ÉCHOS
01 Jan 2002

Fiac 2008 : du design encore et toujours !

Design et art, art et design, la Fiac fait son inventaire à la Pérec. De plus en plus, l’objet interpelle le collectionneur et le marché du design, en pleine croissance, semble participer à l’avènement d’un dixième art… 

Par Anne Bony

Le sens premier du design est le dessein, l’intention, la formulation, l’expression, et à ce titre, il est artistique. Il sert aussi la fonction et dans la tradition du Bauhaus, de l’école d’Ulm, il s’engage pour une adéquation forme et usage. L’engouement pour l’objet est bien naturel, qui n’a pas rêvé d’acheter un aspirateur design, une lampe dernier cri ou un canapé tendance ? Et c’est la même motivation, le goût des objets, qui induit une attitude de consommation ou de collection … Signe manifeste d’une appartenance sociale, le design ne nécessite pas de thèse, d’antithèse, de synthèse, alors que l’art contemporain touche un cercle d’initiés. L’objet design joue sur une émotion plus intime, il réconforte l’amateur, traduit souvent une nouvelle attitude et plonge aux sources de la sociologie, de l’usage et des mœurs. Il suffit pour s’en convaincre, d’observer les troupes de nouveaux amateurs suivre les coordinateurs culturels de la Fiac, dans le labyrinthe des galeries.

L’objet passé aux cribles de l’art contemporain

Reines de la manifestation, les galeries d’art contemporain portent un regard critique sur l’objet. Les artistes flirtent avec les genres et foulent le territoire du design dans une perspective réflexive, comme dans la réalisation spéciale Fiac de Richard Fauguet pour la galerie Art-Concept, issue de la récupération de plateaux Formica agencés sur une structure de tube de fumisterie, fonctionnelle et ironique. Une allusion à la société de consommation et à ses effets pervers dans l’esprit pop, que l’on décèle également dans le There Is Always Cinema de Subodh Gupta et le lit agressif de Mona Hatoum, Dormiente, édités pour la Galleria Continua (Italie). Chez Chantal Crousel, l’horloge de Melik Ohanian, Relative Time, questionne notre appréhension du temps, tandis que l’installation de Franz West chez Bernier Eliades, Woody at Home, caricature la relation au domestique.

Dans la Cour carrée du Louvre, l’autre volet de la Fiac, on retrouve l’Atelier Van Lieshout et les oeuvres de Mathias Grünfeld chez Jousse entreprise, l’artiste-designeuse Florence Doleac chez Alice Vidal et le travail d’une jeune artiste russe Anna Zholud chez Aidan Gallery (Moscou). Un groupe de quatre suisses nommés Gelitin dresse une image ironique de l’objet domestique avec l’aspirateur Eléphant, qui semble faire écho à une autre interprétation de l’électroménager, celle de Daniel Firman chez Alain Gutharc.

[Exercice court A]
Dans l'article sur la Fiac 2008, relevez tous les titres d'œuvres mentionnés dans le paragraphe qui commence par « Reines de la manifestation ».
[Exercice court B]
Recopiez le passage de l'article sur la Fiac 2008 compris entre « Dans la Cour » et « chez Alain Gutharc. » inclus, en substituant « Mammouth » à « Eléphant ».

[Enregistrements de cadres englobants]

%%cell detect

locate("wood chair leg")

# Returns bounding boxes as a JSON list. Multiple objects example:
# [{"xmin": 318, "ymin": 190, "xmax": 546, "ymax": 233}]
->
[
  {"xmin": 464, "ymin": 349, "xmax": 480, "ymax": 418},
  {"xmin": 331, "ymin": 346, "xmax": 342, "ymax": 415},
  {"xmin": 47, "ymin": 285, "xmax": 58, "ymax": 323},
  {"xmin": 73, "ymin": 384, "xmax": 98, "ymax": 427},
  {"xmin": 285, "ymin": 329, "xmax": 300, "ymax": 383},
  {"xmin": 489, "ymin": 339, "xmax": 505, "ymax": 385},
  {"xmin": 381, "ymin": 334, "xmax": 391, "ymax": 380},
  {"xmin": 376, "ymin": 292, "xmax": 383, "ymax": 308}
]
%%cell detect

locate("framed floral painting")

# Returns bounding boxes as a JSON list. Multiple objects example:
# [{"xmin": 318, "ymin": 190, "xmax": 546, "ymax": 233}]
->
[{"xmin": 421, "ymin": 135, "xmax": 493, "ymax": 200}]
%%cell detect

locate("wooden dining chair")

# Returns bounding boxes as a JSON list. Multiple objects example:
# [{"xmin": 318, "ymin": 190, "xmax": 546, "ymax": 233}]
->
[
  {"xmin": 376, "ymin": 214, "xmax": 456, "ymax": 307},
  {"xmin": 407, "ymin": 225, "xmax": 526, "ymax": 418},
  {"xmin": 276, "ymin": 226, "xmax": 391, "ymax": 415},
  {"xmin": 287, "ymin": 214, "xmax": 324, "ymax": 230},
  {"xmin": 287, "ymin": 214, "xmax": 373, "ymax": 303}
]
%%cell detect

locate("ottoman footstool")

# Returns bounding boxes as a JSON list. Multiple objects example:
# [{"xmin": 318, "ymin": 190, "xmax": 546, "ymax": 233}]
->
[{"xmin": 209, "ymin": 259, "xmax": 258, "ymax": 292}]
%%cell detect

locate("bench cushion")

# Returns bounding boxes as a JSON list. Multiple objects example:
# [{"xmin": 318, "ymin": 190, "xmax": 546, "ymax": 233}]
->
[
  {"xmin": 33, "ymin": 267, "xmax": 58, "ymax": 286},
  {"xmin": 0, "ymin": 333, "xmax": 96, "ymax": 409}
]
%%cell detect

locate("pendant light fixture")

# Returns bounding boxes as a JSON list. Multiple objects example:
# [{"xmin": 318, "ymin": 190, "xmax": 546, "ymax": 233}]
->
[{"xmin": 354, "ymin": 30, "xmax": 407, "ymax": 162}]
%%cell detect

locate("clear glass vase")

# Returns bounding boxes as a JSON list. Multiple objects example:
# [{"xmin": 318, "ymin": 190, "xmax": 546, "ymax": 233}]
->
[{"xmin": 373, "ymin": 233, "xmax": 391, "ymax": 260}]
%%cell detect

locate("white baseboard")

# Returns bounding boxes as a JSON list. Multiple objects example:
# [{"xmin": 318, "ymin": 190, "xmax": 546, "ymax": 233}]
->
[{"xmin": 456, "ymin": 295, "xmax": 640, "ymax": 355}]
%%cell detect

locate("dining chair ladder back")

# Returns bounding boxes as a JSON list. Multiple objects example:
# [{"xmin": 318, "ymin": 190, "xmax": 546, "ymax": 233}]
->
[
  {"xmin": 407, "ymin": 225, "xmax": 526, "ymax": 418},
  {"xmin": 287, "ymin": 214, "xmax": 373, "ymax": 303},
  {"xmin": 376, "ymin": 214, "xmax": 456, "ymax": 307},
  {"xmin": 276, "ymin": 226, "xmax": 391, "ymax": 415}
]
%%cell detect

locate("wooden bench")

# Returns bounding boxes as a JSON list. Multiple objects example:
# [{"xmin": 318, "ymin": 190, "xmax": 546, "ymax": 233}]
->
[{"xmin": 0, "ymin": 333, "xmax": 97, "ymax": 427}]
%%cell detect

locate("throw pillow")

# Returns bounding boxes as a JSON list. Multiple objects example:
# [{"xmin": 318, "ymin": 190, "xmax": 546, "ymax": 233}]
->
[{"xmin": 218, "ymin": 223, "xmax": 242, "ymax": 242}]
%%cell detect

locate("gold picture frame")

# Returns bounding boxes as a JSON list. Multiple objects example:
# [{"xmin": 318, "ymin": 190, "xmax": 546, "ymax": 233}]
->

[Résultat attendu A]
There Is Always Cinema, Dormiente, Relative Time, Woody at Home

[Résultat attendu B]
Dans la Cour carrée du Louvre, l’autre volet de la Fiac, on retrouve l’Atelier Van Lieshout et les oeuvres de Mathias Grünfeld chez Jousse entreprise, l’artiste-designeuse Florence Doleac chez Alice Vidal et le travail d’une jeune artiste russe Anna Zholud chez Aidan Gallery (Moscou). Un groupe de quatre suisses nommés Gelitin dresse une image ironique de l’objet domestique avec l’aspirateur Mammouth, qui semble faire écho à une autre interprétation de l’électroménager, celle de Daniel Firman chez Alain Gutharc.